= Stored data =
/---

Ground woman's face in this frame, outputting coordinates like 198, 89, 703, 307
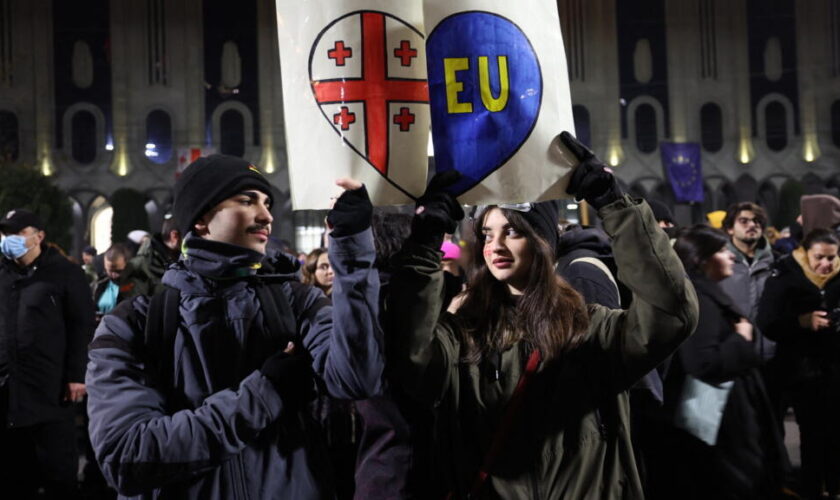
481, 208, 534, 295
805, 243, 837, 275
703, 247, 735, 281
315, 252, 333, 289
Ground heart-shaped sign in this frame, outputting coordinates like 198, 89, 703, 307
309, 10, 430, 197
426, 11, 543, 195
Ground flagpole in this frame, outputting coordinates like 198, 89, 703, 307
578, 200, 589, 226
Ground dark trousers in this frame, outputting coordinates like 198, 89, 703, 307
0, 384, 78, 500
791, 375, 840, 499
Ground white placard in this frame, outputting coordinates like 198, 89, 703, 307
424, 0, 576, 204
277, 0, 430, 210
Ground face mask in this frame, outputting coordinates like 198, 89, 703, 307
0, 234, 32, 260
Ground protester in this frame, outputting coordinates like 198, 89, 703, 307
82, 246, 99, 285
303, 248, 335, 297
131, 214, 181, 293
354, 209, 420, 500
757, 228, 840, 499
720, 201, 775, 362
799, 194, 840, 236
556, 223, 621, 309
0, 209, 94, 499
87, 155, 383, 500
706, 210, 726, 229
93, 243, 150, 315
666, 225, 789, 500
387, 133, 697, 499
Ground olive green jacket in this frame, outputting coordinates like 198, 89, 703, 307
386, 196, 698, 500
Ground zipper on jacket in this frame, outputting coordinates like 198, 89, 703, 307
529, 470, 541, 500
595, 408, 607, 439
232, 456, 248, 500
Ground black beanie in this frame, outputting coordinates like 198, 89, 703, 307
519, 201, 560, 255
172, 155, 271, 235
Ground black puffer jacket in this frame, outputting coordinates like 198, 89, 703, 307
757, 255, 840, 384
665, 276, 790, 499
0, 245, 95, 427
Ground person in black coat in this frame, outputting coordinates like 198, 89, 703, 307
665, 226, 789, 500
0, 210, 95, 498
758, 229, 840, 499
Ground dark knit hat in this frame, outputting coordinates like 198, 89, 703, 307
0, 208, 44, 234
172, 155, 271, 235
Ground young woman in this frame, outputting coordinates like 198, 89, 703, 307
665, 225, 789, 500
386, 133, 697, 500
303, 248, 333, 297
757, 229, 840, 499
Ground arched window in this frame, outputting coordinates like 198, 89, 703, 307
634, 104, 659, 153
572, 104, 592, 147
764, 101, 788, 151
90, 196, 114, 252
831, 100, 840, 148
0, 111, 20, 162
146, 109, 172, 163
219, 109, 245, 157
700, 102, 723, 153
70, 111, 96, 165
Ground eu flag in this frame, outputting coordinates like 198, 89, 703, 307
659, 142, 703, 203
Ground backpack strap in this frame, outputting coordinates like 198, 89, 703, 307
446, 349, 542, 500
255, 281, 299, 346
143, 286, 181, 403
569, 257, 621, 304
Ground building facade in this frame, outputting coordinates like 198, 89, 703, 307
0, 0, 840, 251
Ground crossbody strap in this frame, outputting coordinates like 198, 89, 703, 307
447, 349, 542, 499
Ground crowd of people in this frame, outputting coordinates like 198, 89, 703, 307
0, 133, 840, 500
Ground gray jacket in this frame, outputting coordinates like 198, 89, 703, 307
86, 230, 384, 500
720, 238, 776, 360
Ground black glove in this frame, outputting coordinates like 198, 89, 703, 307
560, 132, 624, 210
411, 170, 464, 246
260, 351, 315, 412
327, 185, 373, 237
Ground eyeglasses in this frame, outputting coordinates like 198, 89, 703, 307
470, 202, 534, 220
735, 217, 761, 226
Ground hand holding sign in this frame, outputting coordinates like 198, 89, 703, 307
560, 132, 623, 210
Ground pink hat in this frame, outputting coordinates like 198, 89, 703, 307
440, 241, 461, 260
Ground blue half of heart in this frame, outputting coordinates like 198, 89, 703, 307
426, 11, 543, 195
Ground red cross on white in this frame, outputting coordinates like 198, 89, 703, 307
333, 106, 356, 130
394, 40, 417, 66
312, 12, 429, 175
394, 108, 414, 132
327, 40, 353, 66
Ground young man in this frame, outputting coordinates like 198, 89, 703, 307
130, 214, 181, 292
720, 201, 775, 360
93, 243, 151, 316
87, 155, 383, 500
0, 210, 94, 498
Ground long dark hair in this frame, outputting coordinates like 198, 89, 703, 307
302, 248, 332, 296
456, 207, 589, 363
674, 224, 729, 276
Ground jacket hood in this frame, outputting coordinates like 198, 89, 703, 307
689, 273, 747, 321
163, 233, 300, 293
0, 243, 65, 274
726, 236, 773, 264
557, 227, 612, 263
800, 194, 840, 236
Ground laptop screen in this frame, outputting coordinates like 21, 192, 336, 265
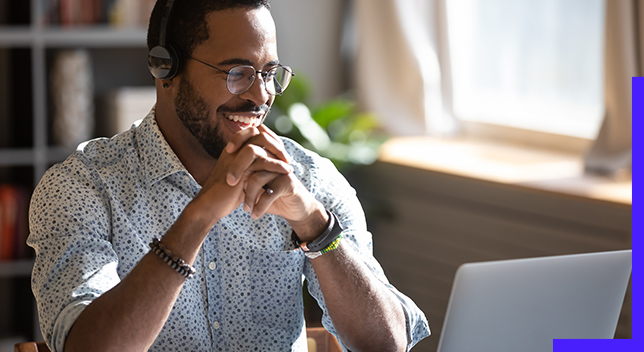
438, 250, 632, 352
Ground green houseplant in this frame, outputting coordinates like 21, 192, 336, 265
266, 74, 387, 171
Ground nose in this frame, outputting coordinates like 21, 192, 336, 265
240, 72, 272, 106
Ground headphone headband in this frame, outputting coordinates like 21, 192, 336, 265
148, 0, 180, 79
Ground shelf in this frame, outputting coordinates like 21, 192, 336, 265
0, 25, 147, 48
0, 148, 34, 166
0, 147, 74, 166
0, 26, 35, 47
0, 259, 34, 278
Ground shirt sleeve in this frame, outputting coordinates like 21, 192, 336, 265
284, 140, 430, 350
27, 155, 120, 351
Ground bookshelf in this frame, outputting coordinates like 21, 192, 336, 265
0, 0, 154, 345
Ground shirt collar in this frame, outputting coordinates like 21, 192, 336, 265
135, 108, 189, 185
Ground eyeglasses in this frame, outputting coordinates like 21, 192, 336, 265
184, 54, 295, 95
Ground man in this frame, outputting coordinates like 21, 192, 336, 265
28, 0, 429, 351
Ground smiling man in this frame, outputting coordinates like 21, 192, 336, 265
28, 0, 429, 351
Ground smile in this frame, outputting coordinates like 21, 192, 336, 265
226, 115, 262, 127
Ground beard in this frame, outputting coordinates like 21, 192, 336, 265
175, 77, 269, 159
175, 78, 227, 159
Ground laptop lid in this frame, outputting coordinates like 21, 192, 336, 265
438, 250, 632, 352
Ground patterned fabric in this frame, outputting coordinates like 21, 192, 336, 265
28, 110, 429, 352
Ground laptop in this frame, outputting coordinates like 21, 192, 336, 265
438, 250, 632, 352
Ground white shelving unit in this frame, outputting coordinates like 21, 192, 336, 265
0, 0, 153, 340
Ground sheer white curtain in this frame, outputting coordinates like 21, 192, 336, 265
353, 0, 644, 175
354, 0, 455, 135
586, 0, 644, 175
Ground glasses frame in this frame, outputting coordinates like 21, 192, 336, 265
183, 53, 295, 96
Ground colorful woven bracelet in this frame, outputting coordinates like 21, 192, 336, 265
150, 238, 196, 279
304, 234, 342, 259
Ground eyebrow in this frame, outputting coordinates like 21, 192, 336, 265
217, 58, 280, 67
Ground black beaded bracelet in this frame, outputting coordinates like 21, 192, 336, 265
291, 210, 343, 252
150, 238, 197, 279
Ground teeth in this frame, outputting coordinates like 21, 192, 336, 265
228, 115, 259, 126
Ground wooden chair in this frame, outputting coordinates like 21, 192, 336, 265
13, 327, 342, 352
13, 342, 51, 352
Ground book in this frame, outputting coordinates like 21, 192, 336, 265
0, 185, 18, 260
100, 86, 156, 136
0, 184, 29, 261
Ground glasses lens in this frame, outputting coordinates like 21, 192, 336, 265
226, 66, 255, 94
266, 66, 292, 95
226, 66, 293, 95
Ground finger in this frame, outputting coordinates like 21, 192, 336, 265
226, 144, 293, 186
244, 171, 280, 216
257, 125, 291, 163
251, 174, 293, 219
226, 127, 260, 154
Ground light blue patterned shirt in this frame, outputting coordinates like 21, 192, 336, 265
28, 110, 429, 352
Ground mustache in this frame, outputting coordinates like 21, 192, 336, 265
217, 101, 270, 114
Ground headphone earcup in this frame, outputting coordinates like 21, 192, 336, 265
148, 45, 181, 79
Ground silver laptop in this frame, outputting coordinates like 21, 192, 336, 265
438, 250, 632, 352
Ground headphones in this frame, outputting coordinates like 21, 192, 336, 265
148, 0, 180, 79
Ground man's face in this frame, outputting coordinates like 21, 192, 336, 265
175, 7, 277, 158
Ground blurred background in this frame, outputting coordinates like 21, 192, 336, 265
0, 0, 632, 351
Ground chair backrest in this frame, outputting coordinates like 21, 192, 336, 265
13, 342, 51, 352
13, 327, 342, 352
306, 327, 342, 352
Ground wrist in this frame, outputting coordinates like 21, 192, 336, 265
289, 203, 331, 242
291, 211, 343, 259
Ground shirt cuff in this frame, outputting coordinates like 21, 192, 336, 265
48, 301, 92, 352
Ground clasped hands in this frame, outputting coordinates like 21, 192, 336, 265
197, 125, 326, 239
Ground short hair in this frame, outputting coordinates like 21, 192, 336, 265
147, 0, 270, 60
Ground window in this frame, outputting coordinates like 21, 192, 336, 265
447, 0, 605, 139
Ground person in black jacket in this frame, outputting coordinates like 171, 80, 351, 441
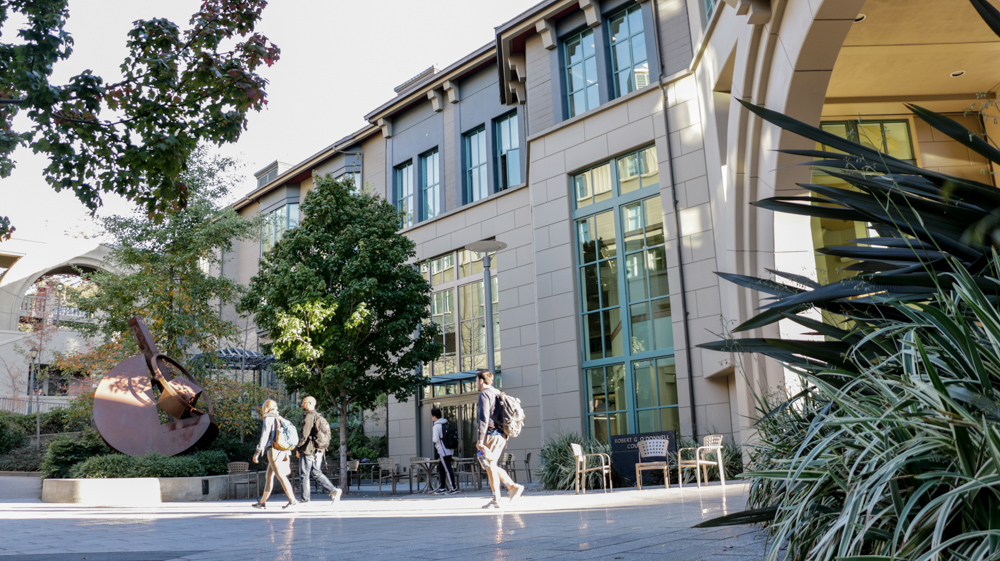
476, 370, 524, 509
295, 395, 344, 504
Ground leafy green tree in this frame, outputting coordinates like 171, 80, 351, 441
0, 0, 279, 241
78, 148, 259, 358
237, 176, 441, 481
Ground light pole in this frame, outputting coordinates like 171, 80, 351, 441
465, 240, 507, 375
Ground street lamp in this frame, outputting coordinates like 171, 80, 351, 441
465, 240, 507, 376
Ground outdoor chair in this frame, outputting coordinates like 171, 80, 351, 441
677, 434, 726, 489
226, 462, 260, 499
570, 443, 615, 494
378, 458, 408, 495
635, 438, 670, 491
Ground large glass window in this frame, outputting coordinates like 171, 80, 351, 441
572, 147, 678, 442
563, 29, 601, 118
260, 203, 299, 253
420, 250, 500, 380
608, 6, 649, 97
395, 162, 415, 228
420, 149, 441, 220
495, 112, 521, 189
464, 127, 490, 203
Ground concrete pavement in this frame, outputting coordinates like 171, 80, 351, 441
0, 477, 764, 561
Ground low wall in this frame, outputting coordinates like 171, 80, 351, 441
42, 475, 235, 506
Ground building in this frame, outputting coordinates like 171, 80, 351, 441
229, 0, 1000, 465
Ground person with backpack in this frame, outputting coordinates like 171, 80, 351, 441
295, 395, 344, 504
431, 407, 458, 495
476, 370, 524, 509
252, 399, 299, 509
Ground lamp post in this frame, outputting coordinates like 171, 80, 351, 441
465, 240, 507, 375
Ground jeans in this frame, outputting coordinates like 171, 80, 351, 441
299, 452, 335, 502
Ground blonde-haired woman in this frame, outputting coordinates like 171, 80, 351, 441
253, 399, 299, 508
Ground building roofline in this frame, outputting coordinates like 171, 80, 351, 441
230, 124, 379, 211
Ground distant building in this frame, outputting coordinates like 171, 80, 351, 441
227, 0, 1000, 465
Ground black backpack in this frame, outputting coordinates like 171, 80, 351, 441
441, 421, 458, 450
313, 413, 332, 451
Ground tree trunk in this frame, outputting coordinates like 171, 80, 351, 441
337, 393, 348, 493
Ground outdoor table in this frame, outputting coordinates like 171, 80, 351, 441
410, 460, 438, 494
452, 458, 483, 490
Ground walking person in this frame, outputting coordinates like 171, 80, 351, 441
476, 370, 524, 509
253, 399, 299, 509
295, 395, 344, 504
431, 407, 458, 495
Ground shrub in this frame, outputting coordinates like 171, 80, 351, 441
0, 445, 45, 471
41, 431, 111, 479
0, 418, 28, 454
538, 433, 611, 489
69, 453, 136, 479
181, 450, 229, 475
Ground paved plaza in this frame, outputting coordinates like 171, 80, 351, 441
0, 477, 764, 561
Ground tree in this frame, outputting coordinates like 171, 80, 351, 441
237, 176, 441, 481
0, 0, 279, 241
78, 148, 259, 358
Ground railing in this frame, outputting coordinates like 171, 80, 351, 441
0, 396, 66, 415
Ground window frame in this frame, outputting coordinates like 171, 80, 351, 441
569, 145, 680, 446
392, 160, 417, 228
493, 110, 524, 191
462, 123, 493, 204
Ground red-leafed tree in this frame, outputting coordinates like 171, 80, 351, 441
0, 0, 279, 240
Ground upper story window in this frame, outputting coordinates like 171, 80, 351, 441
334, 171, 361, 193
395, 162, 414, 228
563, 29, 601, 118
420, 148, 441, 220
495, 111, 521, 190
608, 6, 649, 98
464, 126, 490, 203
260, 203, 299, 253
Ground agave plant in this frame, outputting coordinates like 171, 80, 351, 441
703, 0, 1000, 560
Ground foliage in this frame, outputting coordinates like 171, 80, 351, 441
77, 148, 259, 358
0, 0, 279, 241
70, 450, 228, 479
0, 445, 45, 471
0, 416, 28, 454
202, 378, 275, 442
238, 175, 441, 486
538, 433, 611, 489
706, 0, 1000, 560
41, 431, 111, 479
661, 438, 743, 483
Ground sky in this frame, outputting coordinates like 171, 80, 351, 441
0, 0, 538, 241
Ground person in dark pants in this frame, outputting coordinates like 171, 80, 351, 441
295, 395, 344, 504
431, 407, 458, 495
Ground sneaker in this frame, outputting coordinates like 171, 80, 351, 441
507, 483, 524, 502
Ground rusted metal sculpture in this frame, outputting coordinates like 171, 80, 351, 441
94, 316, 219, 456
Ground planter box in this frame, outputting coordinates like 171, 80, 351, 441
42, 475, 229, 506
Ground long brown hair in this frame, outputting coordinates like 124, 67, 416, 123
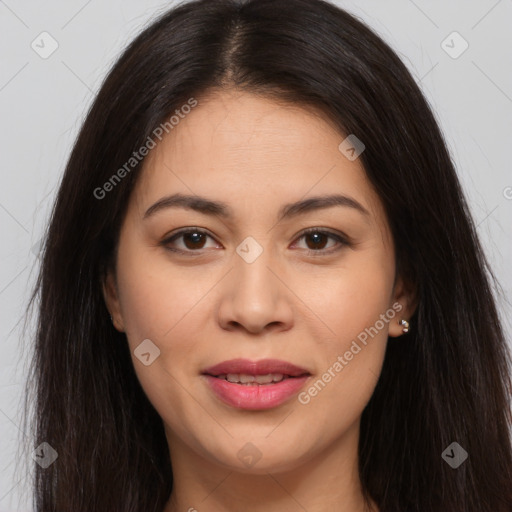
23, 0, 512, 512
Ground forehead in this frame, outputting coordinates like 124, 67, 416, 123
131, 91, 384, 228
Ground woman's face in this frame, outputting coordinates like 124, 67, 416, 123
104, 92, 410, 473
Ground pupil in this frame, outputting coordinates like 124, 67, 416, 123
309, 233, 324, 249
185, 232, 203, 245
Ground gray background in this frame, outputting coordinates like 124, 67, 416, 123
0, 0, 512, 512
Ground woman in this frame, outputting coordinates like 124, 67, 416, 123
24, 0, 512, 512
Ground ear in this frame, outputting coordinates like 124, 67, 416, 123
389, 277, 417, 338
102, 269, 124, 332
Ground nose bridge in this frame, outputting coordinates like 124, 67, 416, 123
219, 237, 292, 333
233, 236, 279, 305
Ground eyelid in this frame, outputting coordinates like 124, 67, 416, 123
160, 226, 352, 257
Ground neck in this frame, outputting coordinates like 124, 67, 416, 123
163, 424, 378, 512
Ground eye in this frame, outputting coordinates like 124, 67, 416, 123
162, 228, 218, 253
292, 228, 350, 256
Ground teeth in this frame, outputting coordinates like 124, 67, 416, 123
217, 373, 289, 386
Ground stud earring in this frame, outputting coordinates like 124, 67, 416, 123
398, 319, 409, 333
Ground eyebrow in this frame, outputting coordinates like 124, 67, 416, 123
143, 194, 370, 221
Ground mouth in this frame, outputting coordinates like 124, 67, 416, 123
202, 359, 311, 410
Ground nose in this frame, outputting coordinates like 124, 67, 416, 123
217, 250, 294, 334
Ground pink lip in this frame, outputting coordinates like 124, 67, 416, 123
203, 359, 311, 410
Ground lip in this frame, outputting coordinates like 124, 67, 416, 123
202, 359, 311, 410
202, 359, 309, 377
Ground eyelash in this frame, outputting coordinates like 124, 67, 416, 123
160, 228, 351, 257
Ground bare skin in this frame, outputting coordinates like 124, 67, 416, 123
104, 91, 413, 512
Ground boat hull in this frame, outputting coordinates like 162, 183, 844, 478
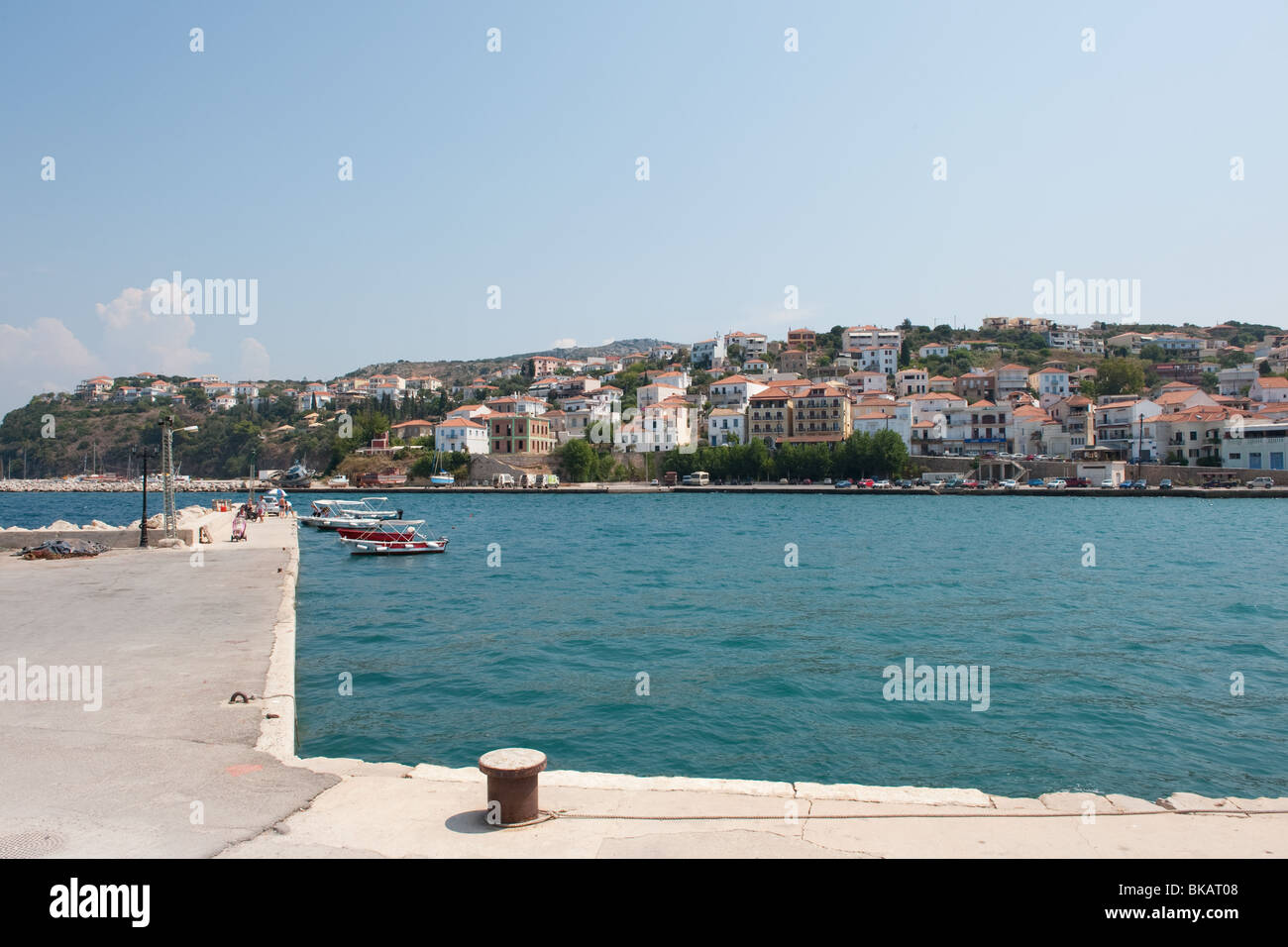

\---

= Task statement =
Please pick out every line in the material above that contains the string "light", matching case exactly.

= Written response =
Ground light blue patterned shirt in this frame, outputting coordinates like 21, 192, 336, 265
Ground light pole in this frame, outputting coordinates like 171, 80, 351, 441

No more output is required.